--- DIRECTION ---
Count the lines in the listing below that contain the string "coords", and give only that number.

Segmentation labeling items:
★ ★ ★ ★

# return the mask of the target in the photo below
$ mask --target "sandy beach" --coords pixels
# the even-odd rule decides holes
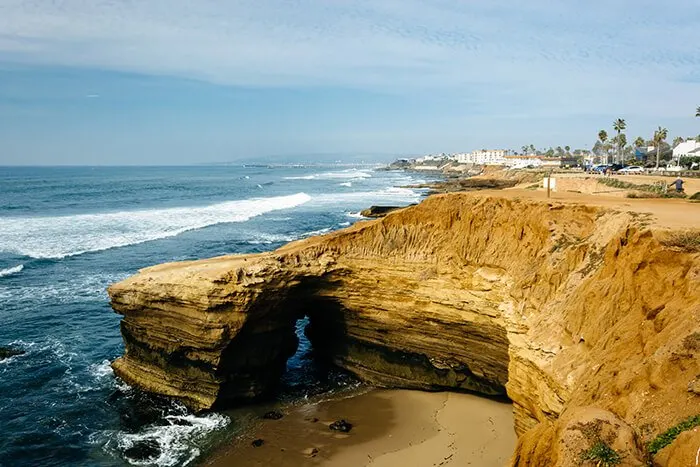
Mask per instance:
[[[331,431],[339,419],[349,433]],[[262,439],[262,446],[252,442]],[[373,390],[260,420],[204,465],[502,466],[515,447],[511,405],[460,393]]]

★ ★ ★ ★

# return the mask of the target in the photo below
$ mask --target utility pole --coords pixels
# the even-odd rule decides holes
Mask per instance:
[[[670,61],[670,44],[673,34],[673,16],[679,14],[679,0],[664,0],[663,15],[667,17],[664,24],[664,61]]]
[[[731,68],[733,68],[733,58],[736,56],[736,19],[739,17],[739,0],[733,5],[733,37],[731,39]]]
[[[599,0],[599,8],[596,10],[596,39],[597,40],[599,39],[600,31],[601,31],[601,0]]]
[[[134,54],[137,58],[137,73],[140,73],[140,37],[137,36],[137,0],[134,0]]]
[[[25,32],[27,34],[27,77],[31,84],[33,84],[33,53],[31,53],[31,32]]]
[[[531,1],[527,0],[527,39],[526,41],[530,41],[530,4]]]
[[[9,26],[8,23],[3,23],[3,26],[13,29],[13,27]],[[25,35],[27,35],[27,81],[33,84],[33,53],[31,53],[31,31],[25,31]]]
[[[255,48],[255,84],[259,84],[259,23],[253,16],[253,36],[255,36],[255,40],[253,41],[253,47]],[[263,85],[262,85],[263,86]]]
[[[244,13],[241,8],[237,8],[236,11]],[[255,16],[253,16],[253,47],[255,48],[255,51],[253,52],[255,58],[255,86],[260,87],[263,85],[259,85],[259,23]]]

★ ★ ★ ★

--- SOLUTION ---
2